==== Data rows
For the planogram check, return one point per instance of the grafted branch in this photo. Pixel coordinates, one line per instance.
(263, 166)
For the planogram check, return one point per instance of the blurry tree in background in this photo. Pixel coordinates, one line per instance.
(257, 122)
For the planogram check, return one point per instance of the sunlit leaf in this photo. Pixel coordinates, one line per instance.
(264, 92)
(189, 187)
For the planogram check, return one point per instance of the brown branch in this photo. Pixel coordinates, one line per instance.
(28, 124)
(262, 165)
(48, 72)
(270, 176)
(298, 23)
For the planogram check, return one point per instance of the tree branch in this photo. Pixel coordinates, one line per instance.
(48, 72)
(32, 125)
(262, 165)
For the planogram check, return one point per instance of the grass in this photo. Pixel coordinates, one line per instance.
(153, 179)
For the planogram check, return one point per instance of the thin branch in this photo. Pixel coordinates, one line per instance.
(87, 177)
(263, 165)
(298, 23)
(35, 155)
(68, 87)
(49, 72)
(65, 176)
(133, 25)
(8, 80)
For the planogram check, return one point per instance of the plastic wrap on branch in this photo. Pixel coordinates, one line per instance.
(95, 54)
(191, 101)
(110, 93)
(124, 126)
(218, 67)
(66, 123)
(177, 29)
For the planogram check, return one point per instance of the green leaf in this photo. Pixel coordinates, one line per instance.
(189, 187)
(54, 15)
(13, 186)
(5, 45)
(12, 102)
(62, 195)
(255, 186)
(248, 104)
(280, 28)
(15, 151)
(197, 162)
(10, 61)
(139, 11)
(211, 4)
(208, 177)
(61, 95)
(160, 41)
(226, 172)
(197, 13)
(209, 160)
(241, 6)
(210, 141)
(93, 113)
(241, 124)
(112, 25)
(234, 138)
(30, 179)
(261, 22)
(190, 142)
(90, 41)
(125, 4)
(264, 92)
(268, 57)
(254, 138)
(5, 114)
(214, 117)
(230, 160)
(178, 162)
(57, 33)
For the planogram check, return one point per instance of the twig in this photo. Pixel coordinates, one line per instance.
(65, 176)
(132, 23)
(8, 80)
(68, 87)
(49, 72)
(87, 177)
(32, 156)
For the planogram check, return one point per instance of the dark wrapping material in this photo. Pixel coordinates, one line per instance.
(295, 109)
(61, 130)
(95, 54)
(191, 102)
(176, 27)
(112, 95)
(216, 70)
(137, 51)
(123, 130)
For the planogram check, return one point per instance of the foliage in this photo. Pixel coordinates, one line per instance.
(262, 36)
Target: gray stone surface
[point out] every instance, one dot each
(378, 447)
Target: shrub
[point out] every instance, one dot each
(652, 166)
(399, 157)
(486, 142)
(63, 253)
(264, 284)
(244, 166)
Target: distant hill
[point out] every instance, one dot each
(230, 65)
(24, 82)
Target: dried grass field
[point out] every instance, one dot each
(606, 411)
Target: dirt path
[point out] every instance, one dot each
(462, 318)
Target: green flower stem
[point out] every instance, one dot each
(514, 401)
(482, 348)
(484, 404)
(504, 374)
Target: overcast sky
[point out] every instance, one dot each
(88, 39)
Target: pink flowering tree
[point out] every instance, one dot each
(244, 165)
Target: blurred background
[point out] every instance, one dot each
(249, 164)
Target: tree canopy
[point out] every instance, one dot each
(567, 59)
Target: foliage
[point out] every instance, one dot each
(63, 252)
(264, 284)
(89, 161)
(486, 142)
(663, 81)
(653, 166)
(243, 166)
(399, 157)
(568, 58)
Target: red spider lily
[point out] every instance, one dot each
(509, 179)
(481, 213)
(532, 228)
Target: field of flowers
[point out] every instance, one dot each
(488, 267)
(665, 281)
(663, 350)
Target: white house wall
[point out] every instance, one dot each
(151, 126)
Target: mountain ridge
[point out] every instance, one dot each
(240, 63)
========
_Challenge:_ Take the lines above from the one holding "Target: distant hill" to the last and output them exactly.

_Completed exercise:_
Target: distant hill
[point out] every instance, one dot each
(230, 65)
(24, 82)
Target: dried grass field
[point out] every instance, one dot each
(606, 411)
Target: dirt path
[point out] every instance, one dot each
(462, 318)
Target: green flower stem
[point out] every instance, one dot each
(514, 401)
(482, 348)
(484, 404)
(504, 374)
Target: overcast sky
[point out] every instance, one dot each
(88, 39)
Target: pink flowering tree
[point out] every instance, one dot each
(244, 165)
Target: blurred background
[point out] every instance, one dot each
(249, 164)
Target: tree canopy
[point out] every instance, one dot each
(567, 59)
Target: foliage
[point out] every instance, one dot each
(63, 252)
(264, 284)
(89, 161)
(486, 142)
(663, 81)
(653, 166)
(243, 166)
(399, 157)
(568, 58)
Target: red spider lily
[point out] every instance, one dot each
(509, 179)
(481, 213)
(532, 228)
Target: field of flowers
[point out] every instance, one dot each
(488, 267)
(665, 281)
(663, 350)
Target: white house wall
[point out] every instance, one dot each
(151, 126)
Target: mountain ridge
[point out] every instance, one dot each
(240, 63)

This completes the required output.